■ TUGAS 1 ■
Alihbahasakan kalimat dari kutipan tentang Guanyin ini ke dalam bahasa Inggris: ‘Jadi istilah “Guanyin Dashi” dan “Baiyi Dashi” sebenarnya adalah sebutan yang bersifat Buddhis.’
■ TUGAS 2 ■
Kutip bagian kutipan tentang Guanyin yang diawali "Q: Dikatakan bahwa" dan berlanjut hingga "adalah pengaruh Taois?".

■ KUTIPAN ■

────

A: Lagipula istilah Guanyin Dashi atau Baiyi Dashi sebenarnya adalah terjemahan dari bahasa Sansekerta ke dalam bahasa Tionghoa. “Guanyin Dashi” berarti “Avalokitesvara Mahasattva” dan “Baiyi Dashi” (Pek Ie Tai Su) berarti “Pandaravasini Mahasattva. “Dashi” (大士) adalah terjemahan bahasa Tionghoa dari Sansekerta “Mahasattva” (Makhluk Agung). Jadi istilah “Guanyin Dashi” dan “Baiyi Dashi” sebenarnya adalah sebutan yang bersifat Buddhis.

Q: Dikatakan bahwa cabang pohon Yang-liu (Willow) yang dibawa Guan Yin adalah pengaruh Taoisme. Kaum Taoist punya kebiasaan menggunakan dahan Yang-liu untuk memercikkan air dalam upacara mengusir roh – roh jahat, dan menyembuhkan penyakit. Apakah benar bahwa dahan willow adalah pengaruh Taois?

────

■ ENTRI DATA ■
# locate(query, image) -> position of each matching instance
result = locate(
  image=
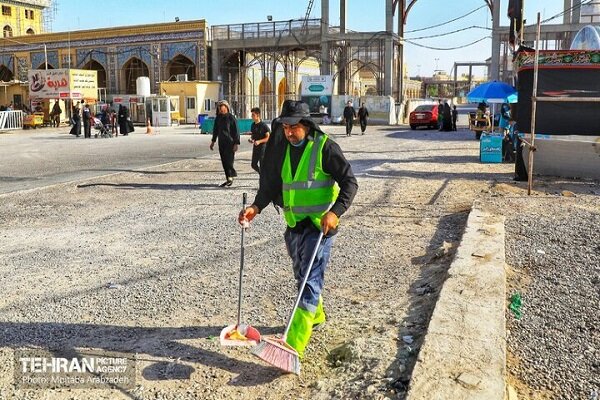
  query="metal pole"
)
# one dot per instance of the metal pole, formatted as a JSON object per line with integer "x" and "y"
{"x": 534, "y": 105}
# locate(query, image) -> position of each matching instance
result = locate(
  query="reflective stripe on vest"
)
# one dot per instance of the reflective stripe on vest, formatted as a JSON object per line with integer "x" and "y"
{"x": 311, "y": 192}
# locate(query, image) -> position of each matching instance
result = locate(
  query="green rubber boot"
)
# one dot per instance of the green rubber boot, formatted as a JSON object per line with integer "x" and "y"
{"x": 300, "y": 330}
{"x": 319, "y": 314}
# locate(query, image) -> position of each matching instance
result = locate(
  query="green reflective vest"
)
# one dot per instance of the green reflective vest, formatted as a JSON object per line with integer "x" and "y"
{"x": 311, "y": 192}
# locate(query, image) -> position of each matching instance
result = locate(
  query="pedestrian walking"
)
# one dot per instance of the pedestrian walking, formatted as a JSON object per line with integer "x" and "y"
{"x": 454, "y": 117}
{"x": 363, "y": 115}
{"x": 349, "y": 115}
{"x": 260, "y": 133}
{"x": 55, "y": 114}
{"x": 86, "y": 115}
{"x": 316, "y": 185}
{"x": 122, "y": 119}
{"x": 447, "y": 126}
{"x": 76, "y": 118}
{"x": 226, "y": 131}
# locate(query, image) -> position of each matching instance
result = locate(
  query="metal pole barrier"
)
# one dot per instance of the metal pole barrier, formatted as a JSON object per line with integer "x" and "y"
{"x": 534, "y": 106}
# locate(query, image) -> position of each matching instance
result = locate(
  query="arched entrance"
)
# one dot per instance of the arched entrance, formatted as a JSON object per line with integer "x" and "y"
{"x": 181, "y": 65}
{"x": 266, "y": 98}
{"x": 133, "y": 69}
{"x": 282, "y": 91}
{"x": 6, "y": 74}
{"x": 96, "y": 66}
{"x": 43, "y": 66}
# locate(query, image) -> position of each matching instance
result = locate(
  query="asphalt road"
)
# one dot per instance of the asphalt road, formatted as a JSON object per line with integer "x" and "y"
{"x": 31, "y": 159}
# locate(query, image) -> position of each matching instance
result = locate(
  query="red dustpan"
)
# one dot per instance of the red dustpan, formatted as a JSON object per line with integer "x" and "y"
{"x": 240, "y": 334}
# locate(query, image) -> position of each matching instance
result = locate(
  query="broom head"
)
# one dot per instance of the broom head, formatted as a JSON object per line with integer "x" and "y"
{"x": 278, "y": 353}
{"x": 239, "y": 335}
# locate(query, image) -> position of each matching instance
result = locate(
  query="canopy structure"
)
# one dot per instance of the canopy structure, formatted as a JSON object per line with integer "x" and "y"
{"x": 494, "y": 93}
{"x": 588, "y": 38}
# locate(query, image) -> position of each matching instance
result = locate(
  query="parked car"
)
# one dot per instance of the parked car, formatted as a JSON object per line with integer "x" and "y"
{"x": 424, "y": 115}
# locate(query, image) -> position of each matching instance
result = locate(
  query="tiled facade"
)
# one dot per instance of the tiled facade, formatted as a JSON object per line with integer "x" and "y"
{"x": 113, "y": 48}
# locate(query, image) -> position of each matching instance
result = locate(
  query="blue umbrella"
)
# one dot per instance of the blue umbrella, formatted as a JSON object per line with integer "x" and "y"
{"x": 493, "y": 92}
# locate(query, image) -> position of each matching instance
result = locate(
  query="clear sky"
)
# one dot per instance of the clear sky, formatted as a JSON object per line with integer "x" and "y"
{"x": 363, "y": 15}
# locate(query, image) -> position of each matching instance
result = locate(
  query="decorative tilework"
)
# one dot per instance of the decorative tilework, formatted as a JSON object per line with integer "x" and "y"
{"x": 23, "y": 68}
{"x": 108, "y": 41}
{"x": 7, "y": 61}
{"x": 125, "y": 53}
{"x": 97, "y": 54}
{"x": 169, "y": 51}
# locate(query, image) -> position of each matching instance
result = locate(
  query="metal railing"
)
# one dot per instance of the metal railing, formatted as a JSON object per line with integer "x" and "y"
{"x": 11, "y": 120}
{"x": 262, "y": 30}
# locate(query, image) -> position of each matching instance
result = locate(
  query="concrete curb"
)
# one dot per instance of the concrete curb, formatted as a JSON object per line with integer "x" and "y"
{"x": 464, "y": 352}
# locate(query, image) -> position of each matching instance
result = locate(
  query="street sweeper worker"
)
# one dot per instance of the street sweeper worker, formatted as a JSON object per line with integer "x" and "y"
{"x": 317, "y": 185}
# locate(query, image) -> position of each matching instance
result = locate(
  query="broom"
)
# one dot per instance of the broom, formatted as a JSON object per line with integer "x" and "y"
{"x": 275, "y": 350}
{"x": 240, "y": 334}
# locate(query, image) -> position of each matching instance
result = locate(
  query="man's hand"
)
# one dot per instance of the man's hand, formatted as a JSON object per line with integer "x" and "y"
{"x": 328, "y": 222}
{"x": 247, "y": 215}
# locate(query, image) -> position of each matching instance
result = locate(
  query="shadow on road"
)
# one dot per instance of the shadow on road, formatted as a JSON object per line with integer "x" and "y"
{"x": 461, "y": 135}
{"x": 154, "y": 342}
{"x": 164, "y": 186}
{"x": 423, "y": 295}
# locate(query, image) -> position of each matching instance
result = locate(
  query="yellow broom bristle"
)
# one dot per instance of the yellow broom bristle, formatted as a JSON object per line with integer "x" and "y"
{"x": 279, "y": 354}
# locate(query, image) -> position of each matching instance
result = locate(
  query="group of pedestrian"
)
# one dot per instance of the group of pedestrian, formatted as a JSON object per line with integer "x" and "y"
{"x": 350, "y": 115}
{"x": 83, "y": 117}
{"x": 447, "y": 116}
{"x": 225, "y": 132}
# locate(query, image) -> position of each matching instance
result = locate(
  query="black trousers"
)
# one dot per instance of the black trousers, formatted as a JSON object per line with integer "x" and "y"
{"x": 520, "y": 169}
{"x": 76, "y": 128}
{"x": 227, "y": 158}
{"x": 87, "y": 129}
{"x": 349, "y": 124}
{"x": 258, "y": 152}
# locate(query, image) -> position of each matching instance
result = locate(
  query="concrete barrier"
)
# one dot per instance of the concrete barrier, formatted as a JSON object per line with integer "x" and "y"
{"x": 464, "y": 352}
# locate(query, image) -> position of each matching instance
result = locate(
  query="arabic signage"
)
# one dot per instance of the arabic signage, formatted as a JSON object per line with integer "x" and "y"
{"x": 321, "y": 85}
{"x": 490, "y": 149}
{"x": 63, "y": 84}
{"x": 316, "y": 92}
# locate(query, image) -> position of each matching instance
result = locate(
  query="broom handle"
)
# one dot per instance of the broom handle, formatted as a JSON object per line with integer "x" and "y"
{"x": 244, "y": 202}
{"x": 312, "y": 260}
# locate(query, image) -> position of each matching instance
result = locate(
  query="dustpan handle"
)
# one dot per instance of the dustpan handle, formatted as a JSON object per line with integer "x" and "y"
{"x": 244, "y": 203}
{"x": 309, "y": 269}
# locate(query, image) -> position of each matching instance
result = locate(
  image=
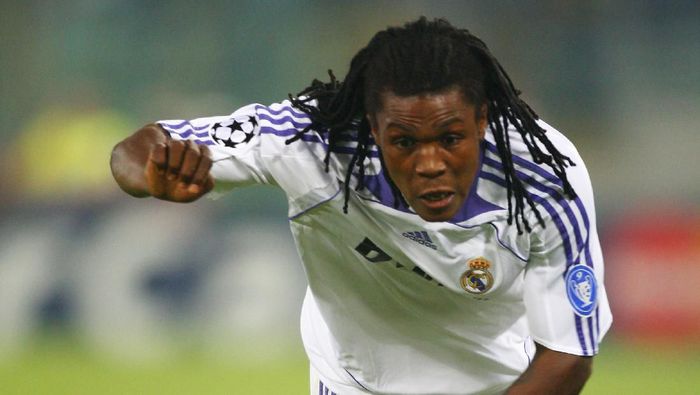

────

■ JAWABAN LATIHAN 1 ■
So the terms “Guanyin Dashi” and “Baiyi Dashi” are in fact Buddhist designations.

■ JAWABAN LATIHAN 2 ■
Q: Dikatakan bahwa cabang pohon Yang-liu (Willow) yang dibawa Guan Yin adalah pengaruh Taoisme. Kaum Taoist punya kebiasaan menggunakan dahan Yang-liu untuk memercikkan air dalam upacara mengusir roh – roh jahat, dan menyembuhkan penyakit. Apakah benar bahwa dahan willow adalah pengaruh Taois?